• Excerpted text
┏━━
My thesis work is on the discovery of genomes (or nuclear DNA) of organisms from experimental data. When I say that we are discovering a genome, I mean that we are attempting to determine the genomic sequence. This is because unlike other cellular molecules (for example RNA and proteins), DNA does not have a well understood secondary structure, and modeling the DNA as a linear molecule has proven useful for biologists.
In diploids, the nuclear DNA of an organism consists of a small number of seperate DNA molecules – every two molecules paired and called a chromosome. Humans have 23 such chromosomes. A genetic map is an approximate placement of genetic markers on the chromosomes of an organism. These markers can be thought of as signposts along the genome, and a genetic map can be thought of as a simplified representation of the much longer genomic sequence. Historically, genetic maps have been used to discover which regions of chromosomes encode genes that affect particular diseases and traits. In our work, we define the problem of finding a consensus map given multiple maps for the same organism, and we show that our formulation of the problem is NP-hard, although it can often be solved in practice.
The genomic sequence can be directly represented by a set of strings over the alphabet {A,G,C, T}, one string for each molecule of nuclear DNA. For the genome assembly problem, we try to discover these strings by piecing together many small substrings directly determined through experiment. Often we cannot completely reconstruct such strings from the data, instead ending up with smaller assembled substrings. We can use a genetic map to discover the positions of each of these pieces along the chromosome. In our work, we develop the first fully parallel method for performing such an assembly, using simple functional building blocks similar to MapReduce. Because of this, our assembler can be adapted to many architectures, including cloud architectures, heterogeneous architectures, serial, and disk-based architectures by replacing a few library elements.
Importantly, our work is in direct response to changes in the quantity and types of biological data available for determining these representations of the genome. Our consensus mapping work relies on access to multiple genetic maps for an organism, which have only recently become available. Our assembly work is only necessary because of the recent development of high throughput methods for reading short sequences from the genome. We have described novel computational methods that effectively discover genomes from these data.
A consistent theme in our work is the use of graph models to achieve our goal. We model a genetic map as a partial order and represent this using a directed graph, and our genome assembly work makes use of a bidirected string graph model for sequence assembly. We describe ways in which we represent and manipulate this graph in distributed memory.
┗━━
• Given data
┏━━
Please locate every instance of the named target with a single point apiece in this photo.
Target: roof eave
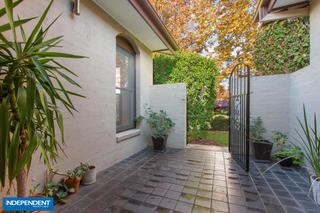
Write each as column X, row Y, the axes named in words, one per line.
column 147, row 12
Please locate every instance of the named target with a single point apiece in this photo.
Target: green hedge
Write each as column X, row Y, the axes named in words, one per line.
column 283, row 47
column 199, row 74
column 220, row 123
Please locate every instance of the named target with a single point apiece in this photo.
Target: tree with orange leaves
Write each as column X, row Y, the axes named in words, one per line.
column 224, row 30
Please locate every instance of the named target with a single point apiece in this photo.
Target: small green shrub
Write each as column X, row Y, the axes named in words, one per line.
column 220, row 123
column 291, row 151
column 257, row 130
column 159, row 122
column 199, row 74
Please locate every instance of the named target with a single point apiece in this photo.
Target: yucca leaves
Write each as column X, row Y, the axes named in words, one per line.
column 4, row 138
column 310, row 141
column 32, row 90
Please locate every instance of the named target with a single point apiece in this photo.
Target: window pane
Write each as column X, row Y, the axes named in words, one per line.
column 125, row 87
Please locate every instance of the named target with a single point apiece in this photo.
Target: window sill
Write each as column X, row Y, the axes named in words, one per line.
column 122, row 136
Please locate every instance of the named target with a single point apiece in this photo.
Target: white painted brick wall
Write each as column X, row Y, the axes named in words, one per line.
column 290, row 92
column 172, row 98
column 269, row 99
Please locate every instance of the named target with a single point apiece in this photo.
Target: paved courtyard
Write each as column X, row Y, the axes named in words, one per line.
column 197, row 179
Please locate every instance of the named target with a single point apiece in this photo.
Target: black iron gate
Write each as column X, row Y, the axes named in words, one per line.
column 239, row 109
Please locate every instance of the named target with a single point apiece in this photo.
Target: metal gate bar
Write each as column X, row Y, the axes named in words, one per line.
column 239, row 110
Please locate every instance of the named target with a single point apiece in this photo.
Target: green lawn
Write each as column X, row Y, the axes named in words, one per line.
column 208, row 137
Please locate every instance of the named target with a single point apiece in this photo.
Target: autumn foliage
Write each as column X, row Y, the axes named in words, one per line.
column 224, row 30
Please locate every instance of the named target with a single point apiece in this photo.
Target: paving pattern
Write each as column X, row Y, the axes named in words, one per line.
column 192, row 180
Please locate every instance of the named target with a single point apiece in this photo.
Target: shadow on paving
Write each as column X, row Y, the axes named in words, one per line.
column 195, row 179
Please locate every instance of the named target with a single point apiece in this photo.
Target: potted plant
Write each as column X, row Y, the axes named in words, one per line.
column 262, row 147
column 59, row 191
column 32, row 95
column 310, row 142
column 74, row 178
column 160, row 125
column 90, row 175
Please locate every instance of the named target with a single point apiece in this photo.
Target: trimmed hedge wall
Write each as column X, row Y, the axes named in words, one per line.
column 220, row 123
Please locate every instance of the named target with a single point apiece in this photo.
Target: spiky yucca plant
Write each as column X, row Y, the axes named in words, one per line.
column 31, row 88
column 310, row 141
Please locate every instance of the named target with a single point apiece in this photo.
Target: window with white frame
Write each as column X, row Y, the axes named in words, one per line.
column 125, row 85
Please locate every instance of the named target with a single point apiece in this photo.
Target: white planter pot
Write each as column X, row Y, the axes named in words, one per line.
column 315, row 185
column 90, row 176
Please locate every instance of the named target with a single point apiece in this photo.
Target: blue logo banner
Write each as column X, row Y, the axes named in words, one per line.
column 27, row 204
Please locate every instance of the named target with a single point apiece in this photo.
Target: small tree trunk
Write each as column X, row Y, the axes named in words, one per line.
column 22, row 183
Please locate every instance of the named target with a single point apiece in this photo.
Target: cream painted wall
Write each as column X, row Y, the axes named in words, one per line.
column 290, row 92
column 173, row 99
column 91, row 132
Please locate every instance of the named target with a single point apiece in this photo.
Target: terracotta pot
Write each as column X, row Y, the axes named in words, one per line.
column 90, row 176
column 73, row 183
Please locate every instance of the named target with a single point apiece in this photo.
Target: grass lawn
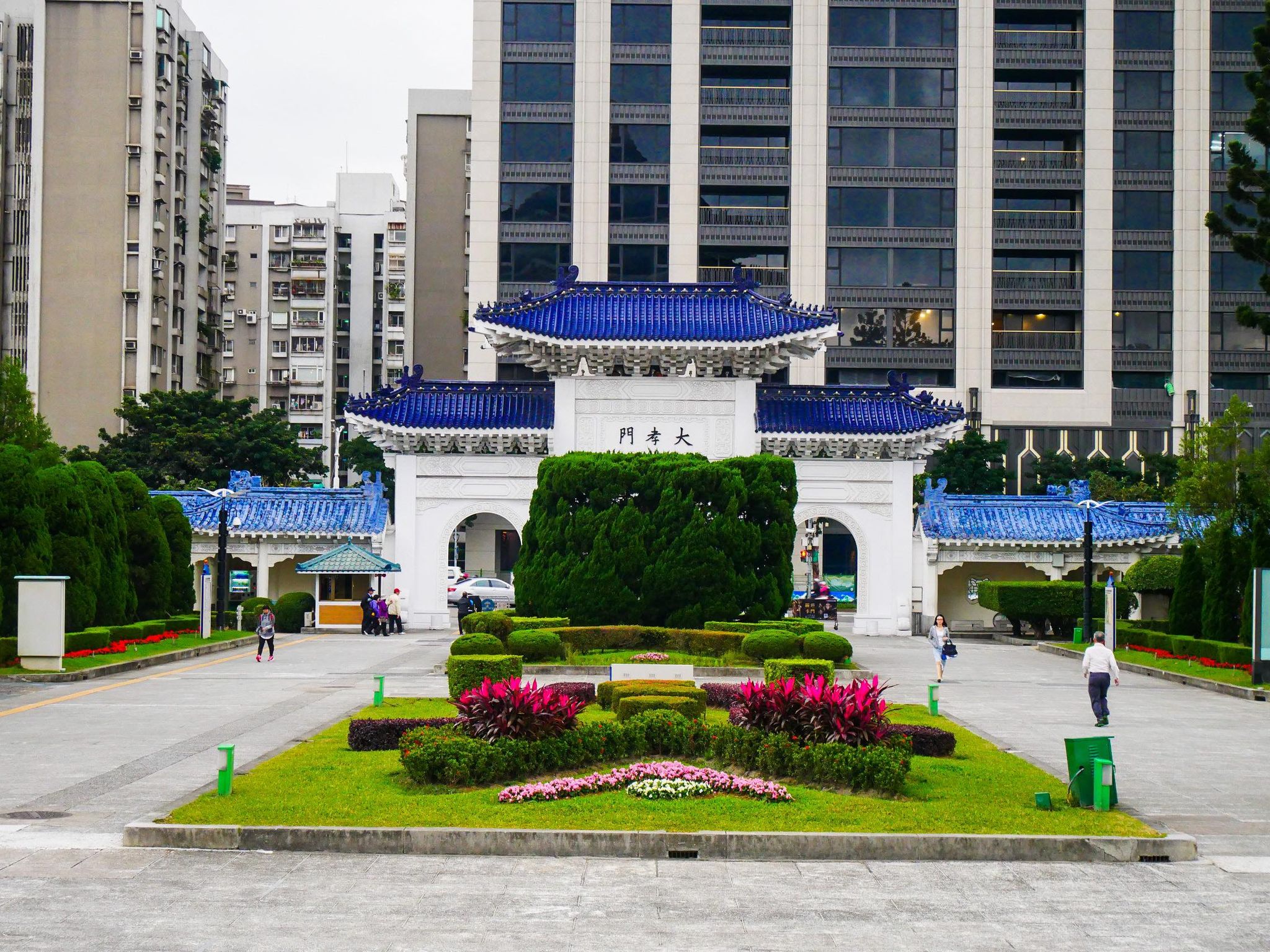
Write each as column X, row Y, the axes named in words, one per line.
column 161, row 648
column 321, row 782
column 1227, row 676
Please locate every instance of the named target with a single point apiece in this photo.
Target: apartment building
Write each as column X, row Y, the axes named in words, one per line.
column 315, row 301
column 1001, row 200
column 113, row 198
column 438, row 191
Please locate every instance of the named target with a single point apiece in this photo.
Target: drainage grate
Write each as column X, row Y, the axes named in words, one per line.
column 36, row 815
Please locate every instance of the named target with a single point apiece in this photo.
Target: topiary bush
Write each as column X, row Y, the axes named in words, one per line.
column 797, row 668
column 690, row 707
column 770, row 643
column 826, row 644
column 290, row 611
column 477, row 644
column 535, row 645
column 466, row 672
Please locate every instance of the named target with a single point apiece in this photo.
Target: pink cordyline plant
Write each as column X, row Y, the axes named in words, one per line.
column 815, row 711
column 508, row 708
column 619, row 777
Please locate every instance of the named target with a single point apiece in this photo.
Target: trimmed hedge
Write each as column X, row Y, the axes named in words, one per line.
column 826, row 644
column 445, row 756
column 385, row 733
column 605, row 691
column 469, row 671
column 477, row 644
column 535, row 644
column 641, row 703
column 771, row 643
column 799, row 626
column 797, row 668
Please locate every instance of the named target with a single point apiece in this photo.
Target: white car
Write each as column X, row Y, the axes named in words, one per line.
column 493, row 593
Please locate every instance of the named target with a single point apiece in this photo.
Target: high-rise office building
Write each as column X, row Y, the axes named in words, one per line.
column 438, row 192
column 315, row 301
column 1002, row 201
column 113, row 198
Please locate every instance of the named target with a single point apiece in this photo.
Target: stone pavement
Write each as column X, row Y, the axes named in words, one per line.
column 107, row 757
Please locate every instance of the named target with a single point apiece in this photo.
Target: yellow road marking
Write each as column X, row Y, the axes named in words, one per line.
column 138, row 681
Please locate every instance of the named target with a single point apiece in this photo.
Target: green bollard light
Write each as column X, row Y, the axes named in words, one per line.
column 1104, row 776
column 225, row 776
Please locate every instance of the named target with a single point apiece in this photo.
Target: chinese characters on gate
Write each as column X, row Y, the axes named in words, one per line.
column 653, row 439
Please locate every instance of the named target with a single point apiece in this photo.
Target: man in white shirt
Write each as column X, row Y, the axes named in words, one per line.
column 1101, row 671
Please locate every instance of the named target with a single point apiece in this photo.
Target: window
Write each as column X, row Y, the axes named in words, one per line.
column 1230, row 272
column 1146, row 30
column 1151, row 211
column 538, row 141
column 538, row 82
column 639, row 144
column 1142, row 271
column 531, row 260
column 1142, row 330
column 1233, row 31
column 1143, row 150
column 538, row 23
column 641, row 84
column 641, row 23
column 639, row 263
column 639, row 205
column 533, row 201
column 1143, row 89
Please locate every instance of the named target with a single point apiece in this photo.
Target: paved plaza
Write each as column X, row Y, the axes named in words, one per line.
column 107, row 752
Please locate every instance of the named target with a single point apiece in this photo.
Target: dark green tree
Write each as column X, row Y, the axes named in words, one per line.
column 116, row 599
column 149, row 557
column 193, row 438
column 25, row 547
column 175, row 528
column 1223, row 582
column 70, row 528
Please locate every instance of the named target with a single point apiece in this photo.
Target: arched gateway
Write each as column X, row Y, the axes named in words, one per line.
column 654, row 367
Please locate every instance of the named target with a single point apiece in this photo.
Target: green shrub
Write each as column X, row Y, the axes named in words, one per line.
column 1156, row 573
column 797, row 668
column 799, row 626
column 605, row 691
column 535, row 645
column 290, row 611
column 477, row 644
column 826, row 644
column 497, row 624
column 469, row 671
column 641, row 703
column 770, row 643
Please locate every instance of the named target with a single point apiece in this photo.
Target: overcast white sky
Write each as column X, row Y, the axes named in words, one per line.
column 309, row 77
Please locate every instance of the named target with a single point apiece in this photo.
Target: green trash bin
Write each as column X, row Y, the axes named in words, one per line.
column 1081, row 753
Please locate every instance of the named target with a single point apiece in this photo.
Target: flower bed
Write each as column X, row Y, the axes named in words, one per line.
column 714, row 781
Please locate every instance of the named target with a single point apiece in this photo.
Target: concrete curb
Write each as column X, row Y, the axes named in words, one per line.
column 659, row 844
column 138, row 664
column 1215, row 685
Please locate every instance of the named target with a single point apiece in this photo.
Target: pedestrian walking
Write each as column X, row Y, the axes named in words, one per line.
column 395, row 611
column 941, row 640
column 1103, row 672
column 265, row 630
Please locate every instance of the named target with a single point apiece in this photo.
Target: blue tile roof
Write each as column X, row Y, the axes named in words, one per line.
column 1049, row 518
column 358, row 511
column 638, row 311
column 459, row 405
column 865, row 410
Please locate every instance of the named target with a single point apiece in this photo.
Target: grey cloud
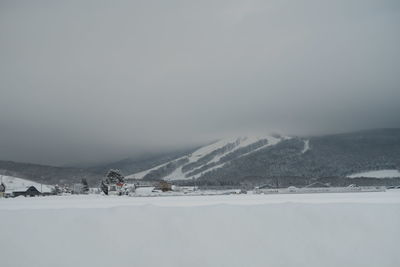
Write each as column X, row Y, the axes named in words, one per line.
column 96, row 80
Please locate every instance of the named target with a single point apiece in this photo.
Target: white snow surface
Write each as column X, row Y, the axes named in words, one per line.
column 377, row 174
column 239, row 142
column 306, row 146
column 351, row 229
column 18, row 184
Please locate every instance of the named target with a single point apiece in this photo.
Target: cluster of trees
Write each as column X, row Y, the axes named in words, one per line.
column 165, row 170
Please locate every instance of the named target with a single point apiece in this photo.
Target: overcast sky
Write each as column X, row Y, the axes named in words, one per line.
column 101, row 80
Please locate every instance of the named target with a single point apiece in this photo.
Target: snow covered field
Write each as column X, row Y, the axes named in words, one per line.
column 350, row 229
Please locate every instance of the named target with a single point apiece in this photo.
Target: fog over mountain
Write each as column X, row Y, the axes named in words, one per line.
column 92, row 81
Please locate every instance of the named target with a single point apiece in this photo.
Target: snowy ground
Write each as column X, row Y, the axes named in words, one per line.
column 377, row 174
column 349, row 229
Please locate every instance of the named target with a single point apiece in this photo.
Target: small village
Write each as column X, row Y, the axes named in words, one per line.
column 115, row 184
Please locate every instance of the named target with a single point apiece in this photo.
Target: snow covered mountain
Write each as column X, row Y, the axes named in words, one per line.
column 295, row 160
column 210, row 157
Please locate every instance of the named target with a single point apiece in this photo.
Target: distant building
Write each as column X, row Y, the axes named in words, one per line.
column 317, row 185
column 2, row 189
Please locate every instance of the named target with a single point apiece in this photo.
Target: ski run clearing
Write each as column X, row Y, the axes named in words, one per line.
column 218, row 150
column 348, row 229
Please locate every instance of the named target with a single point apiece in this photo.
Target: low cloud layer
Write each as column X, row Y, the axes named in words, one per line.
column 100, row 80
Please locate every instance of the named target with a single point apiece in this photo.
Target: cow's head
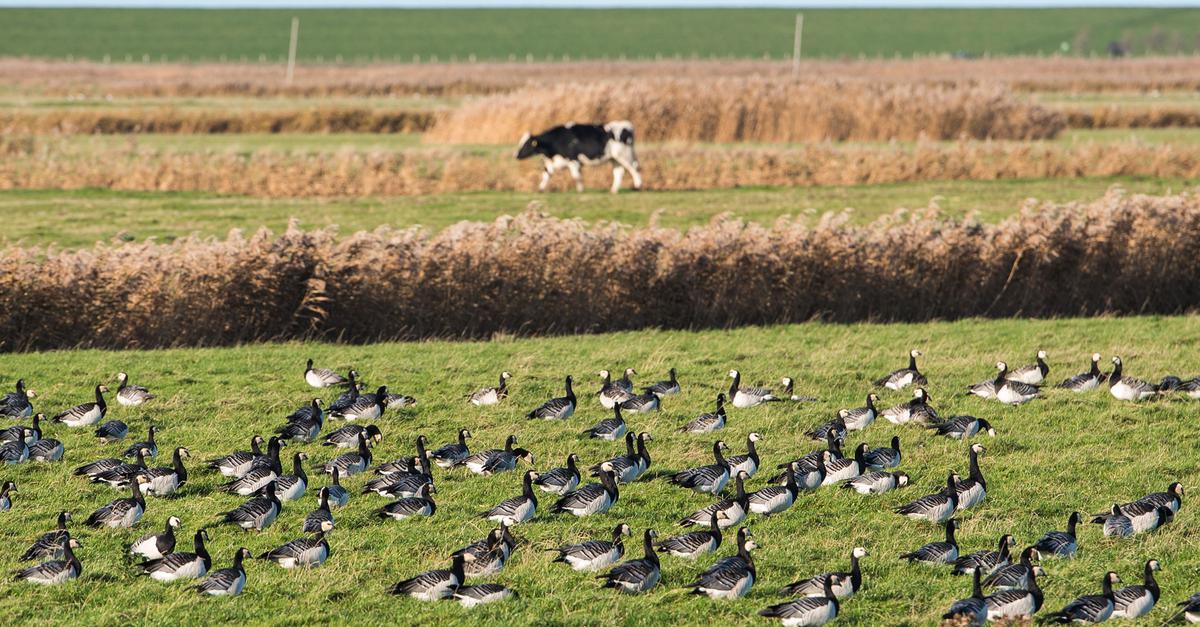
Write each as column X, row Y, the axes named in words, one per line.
column 528, row 147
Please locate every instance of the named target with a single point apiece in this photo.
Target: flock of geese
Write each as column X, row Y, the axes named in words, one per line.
column 1005, row 580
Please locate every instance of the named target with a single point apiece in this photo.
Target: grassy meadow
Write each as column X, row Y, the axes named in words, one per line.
column 1061, row 453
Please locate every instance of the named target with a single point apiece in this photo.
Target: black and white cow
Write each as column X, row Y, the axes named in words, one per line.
column 582, row 144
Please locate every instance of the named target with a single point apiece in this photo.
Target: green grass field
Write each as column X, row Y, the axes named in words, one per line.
column 75, row 219
column 364, row 35
column 1061, row 453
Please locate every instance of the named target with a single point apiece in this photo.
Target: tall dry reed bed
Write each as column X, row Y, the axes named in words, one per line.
column 755, row 109
column 538, row 275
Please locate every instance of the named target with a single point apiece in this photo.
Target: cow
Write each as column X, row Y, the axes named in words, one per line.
column 583, row 144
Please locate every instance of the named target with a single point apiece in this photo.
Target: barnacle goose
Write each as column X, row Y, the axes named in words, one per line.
column 559, row 408
column 156, row 545
column 322, row 377
column 491, row 395
column 946, row 551
column 593, row 497
column 561, row 481
column 1135, row 601
column 1090, row 608
column 711, row 478
column 85, row 414
column 935, row 507
column 1086, row 381
column 1128, row 388
column 905, row 376
column 593, row 555
column 227, row 581
column 129, row 394
column 636, row 575
column 709, row 422
column 303, row 551
column 175, row 566
column 849, row 581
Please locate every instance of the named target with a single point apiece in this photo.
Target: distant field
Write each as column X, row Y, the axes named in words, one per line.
column 391, row 35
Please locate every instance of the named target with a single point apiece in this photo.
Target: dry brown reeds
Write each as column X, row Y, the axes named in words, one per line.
column 535, row 275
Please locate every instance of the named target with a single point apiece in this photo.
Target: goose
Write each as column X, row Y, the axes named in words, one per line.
column 112, row 431
column 54, row 571
column 433, row 585
column 49, row 545
column 349, row 463
column 492, row 395
column 481, row 593
column 1128, row 388
column 1015, row 574
column 988, row 561
column 877, row 482
column 85, row 414
column 129, row 394
column 1086, row 381
column 1015, row 604
column 157, row 545
column 227, row 581
column 303, row 551
column 612, row 393
column 790, row 392
column 519, row 508
column 322, row 377
column 775, row 499
column 559, row 408
column 905, row 376
column 664, row 388
column 731, row 578
column 593, row 497
column 748, row 463
column 935, row 507
column 709, row 422
column 850, row 581
column 257, row 513
column 636, row 575
column 593, row 555
column 239, row 463
column 1060, row 543
column 975, row 489
column 365, row 407
column 610, row 428
column 561, row 481
column 1090, row 608
column 149, row 445
column 711, row 478
column 181, row 565
column 971, row 610
column 839, row 470
column 729, row 511
column 165, row 481
column 447, row 455
column 883, row 458
column 963, row 428
column 946, row 551
column 695, row 543
column 411, row 506
column 348, row 436
column 492, row 460
column 1032, row 374
column 808, row 610
column 121, row 512
column 1011, row 392
column 313, row 520
column 742, row 396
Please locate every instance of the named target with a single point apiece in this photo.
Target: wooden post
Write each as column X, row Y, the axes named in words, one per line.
column 796, row 45
column 292, row 48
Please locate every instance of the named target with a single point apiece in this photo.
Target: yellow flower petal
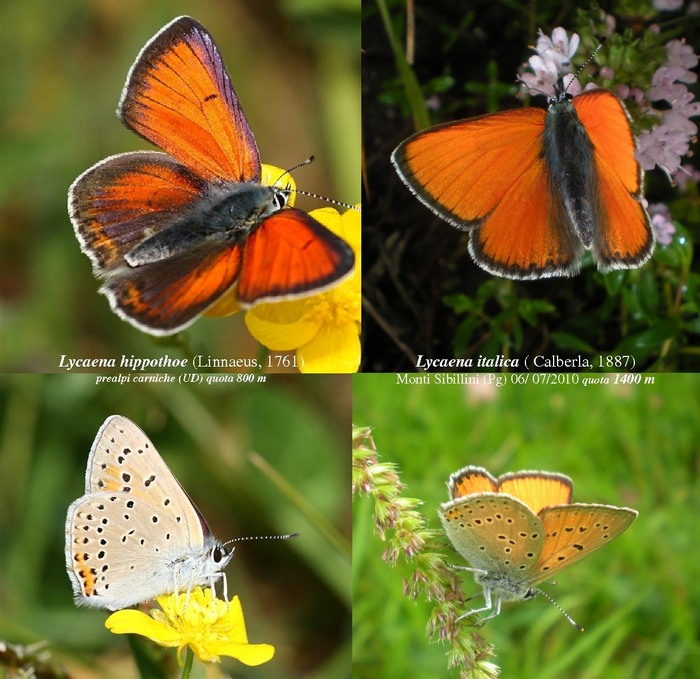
┗━━
• Exercise
Reproduce the passage of the genome discovery text word for word, from "Importantly, our work" to "from these data.". The records have no connection to the text about genome discovery.

• Expected answer
Importantly, our work is in direct response to changes in the quantity and types of biological data available for determining these representations of the genome. Our consensus mapping work relies on access to multiple genetic maps for an organism, which have only recently become available. Our assembly work is only necessary because of the recent development of high throughput methods for reading short sequences from the genome. We have described novel computational methods that effectively discover genomes from these data.